Rewrite the data below, substituting "earthenware" for every occurrence of "terracotta" and leaving everything else unchanged.

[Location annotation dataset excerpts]
__________________________________________________

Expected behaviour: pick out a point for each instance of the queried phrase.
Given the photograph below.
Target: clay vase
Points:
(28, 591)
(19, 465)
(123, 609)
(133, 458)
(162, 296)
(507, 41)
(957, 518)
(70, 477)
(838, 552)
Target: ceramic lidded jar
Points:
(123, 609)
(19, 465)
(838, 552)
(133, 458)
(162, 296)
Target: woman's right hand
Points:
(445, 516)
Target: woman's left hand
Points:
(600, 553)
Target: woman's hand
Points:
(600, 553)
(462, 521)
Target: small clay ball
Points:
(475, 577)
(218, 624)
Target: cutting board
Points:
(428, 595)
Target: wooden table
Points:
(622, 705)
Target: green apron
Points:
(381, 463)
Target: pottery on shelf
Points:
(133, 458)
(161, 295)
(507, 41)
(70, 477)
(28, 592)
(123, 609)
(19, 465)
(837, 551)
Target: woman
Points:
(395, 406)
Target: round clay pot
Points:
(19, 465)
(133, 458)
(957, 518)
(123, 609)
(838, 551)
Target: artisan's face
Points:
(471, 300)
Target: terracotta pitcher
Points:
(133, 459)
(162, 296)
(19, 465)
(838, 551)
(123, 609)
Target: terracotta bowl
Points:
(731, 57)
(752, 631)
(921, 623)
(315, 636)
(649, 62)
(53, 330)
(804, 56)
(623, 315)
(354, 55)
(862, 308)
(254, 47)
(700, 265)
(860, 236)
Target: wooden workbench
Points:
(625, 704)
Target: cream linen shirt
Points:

__________________________________________________

**WRITTEN RESPONSE**
Expected behaviour: pick out a point for each instance of the queried phrase.
Given the photograph below.
Target: clay vase
Points:
(28, 591)
(19, 465)
(123, 609)
(133, 458)
(162, 296)
(507, 41)
(957, 518)
(70, 477)
(838, 552)
Target: ceramic lidded jar
Points:
(123, 609)
(19, 465)
(838, 552)
(133, 458)
(162, 296)
Target: woman's right hand
Points:
(445, 516)
Target: woman's left hand
Points:
(600, 553)
Target: woman's hand
Points:
(600, 553)
(462, 521)
Target: small clay ball
Points:
(475, 577)
(218, 624)
Target: cutting board
Points:
(428, 595)
Target: wooden table
Points:
(622, 705)
Target: green apron
Points:
(381, 463)
Target: pottery on shelf
Points:
(133, 458)
(161, 295)
(507, 41)
(70, 477)
(28, 592)
(123, 609)
(19, 465)
(837, 551)
Target: woman
Points:
(395, 406)
Target: round clay pot
Points:
(19, 465)
(133, 458)
(957, 518)
(123, 609)
(838, 551)
Target: artisan's face
Points:
(471, 300)
Target: earthenware pitcher
Points:
(133, 459)
(162, 296)
(19, 465)
(838, 551)
(123, 609)
Target: earthenware bowl
Points:
(731, 57)
(752, 631)
(921, 623)
(315, 636)
(649, 62)
(53, 330)
(804, 56)
(623, 315)
(354, 55)
(862, 308)
(254, 47)
(700, 265)
(860, 236)
Target: wooden workbench
Points:
(625, 704)
Target: cream linen shirt
Points:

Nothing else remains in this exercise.